-------- Available records
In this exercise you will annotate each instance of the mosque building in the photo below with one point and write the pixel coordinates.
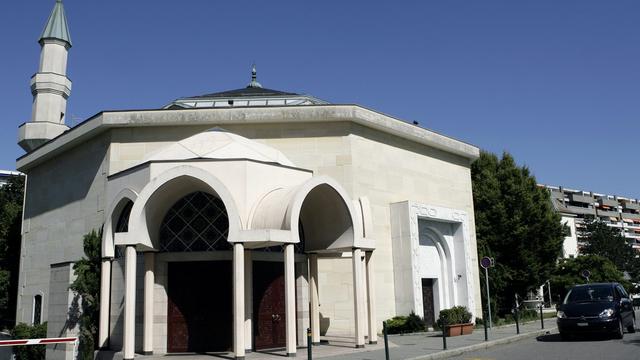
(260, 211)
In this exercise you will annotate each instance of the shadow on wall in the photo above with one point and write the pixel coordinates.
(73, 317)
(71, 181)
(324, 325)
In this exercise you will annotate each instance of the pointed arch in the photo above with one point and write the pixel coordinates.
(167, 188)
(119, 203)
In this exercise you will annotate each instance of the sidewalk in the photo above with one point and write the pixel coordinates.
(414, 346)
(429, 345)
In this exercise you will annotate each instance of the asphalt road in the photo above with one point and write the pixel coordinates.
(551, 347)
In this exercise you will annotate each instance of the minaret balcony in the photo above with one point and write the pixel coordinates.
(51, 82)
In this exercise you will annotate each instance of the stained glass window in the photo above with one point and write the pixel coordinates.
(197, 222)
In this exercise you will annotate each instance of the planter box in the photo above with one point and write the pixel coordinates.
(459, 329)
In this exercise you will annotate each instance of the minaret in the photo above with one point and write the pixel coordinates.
----------------
-------- Available records
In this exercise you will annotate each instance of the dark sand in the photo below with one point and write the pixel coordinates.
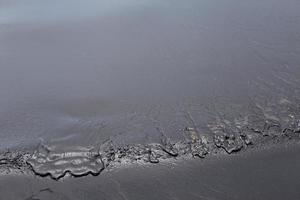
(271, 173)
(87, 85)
----------------
-------- Available records
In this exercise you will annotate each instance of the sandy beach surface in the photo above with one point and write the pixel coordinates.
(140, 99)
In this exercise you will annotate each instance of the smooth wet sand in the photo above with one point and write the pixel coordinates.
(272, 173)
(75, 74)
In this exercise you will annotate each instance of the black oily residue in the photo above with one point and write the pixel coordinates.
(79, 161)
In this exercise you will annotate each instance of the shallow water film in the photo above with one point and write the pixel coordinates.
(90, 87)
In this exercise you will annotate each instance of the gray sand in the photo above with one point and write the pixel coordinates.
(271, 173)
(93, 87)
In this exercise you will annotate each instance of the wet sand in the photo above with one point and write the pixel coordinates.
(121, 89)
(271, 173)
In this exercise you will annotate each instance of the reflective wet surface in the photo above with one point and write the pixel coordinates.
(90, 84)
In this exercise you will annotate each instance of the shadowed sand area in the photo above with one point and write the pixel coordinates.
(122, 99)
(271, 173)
----------------
What to work on - Can you lay out everything in the records from the line containing "In this exercise you will annotate each instance of the mosque" down to the line containing "the minaret in" as a numbered list, both of those lines included and blank lines dropped? Leave the pictures out of the list.

Exercise answer -
1. In this exercise you will annotate each instance of the mosque building in the photo below with one point and write the pixel coordinates.
2. (260, 211)
3. In this exercise you will annotate each instance of the shadow on wall in the photo above with one point and write the pixel coordinates.
4. (73, 317)
5. (71, 181)
6. (324, 325)
7. In this exercise you will annotate each instance of the pointed arch in the photo above with one point and write the pixel coordinates.
8. (167, 188)
9. (119, 203)
10. In this exercise you will annotate each instance of the sidewalk in the photo above with one point and write the pixel coordinates.
11. (414, 346)
12. (429, 345)
13. In this exercise you will annotate each instance of the asphalt road in the photo above with one point and write the pixel coordinates.
14. (551, 347)
15. In this exercise you will annotate each instance of the minaret balcony in the photo above with one point and write the pixel coordinates.
16. (51, 82)
17. In this exercise you will annotate each instance of the stained glass window in the photo above with one point and write the pixel coordinates.
18. (197, 222)
19. In this exercise you will annotate each instance of the planter box in the photo above with one point and write the pixel coordinates.
20. (459, 329)
21. In this exercise you will annotate each instance of the minaret in the photo above with one point and write the pixel coordinates.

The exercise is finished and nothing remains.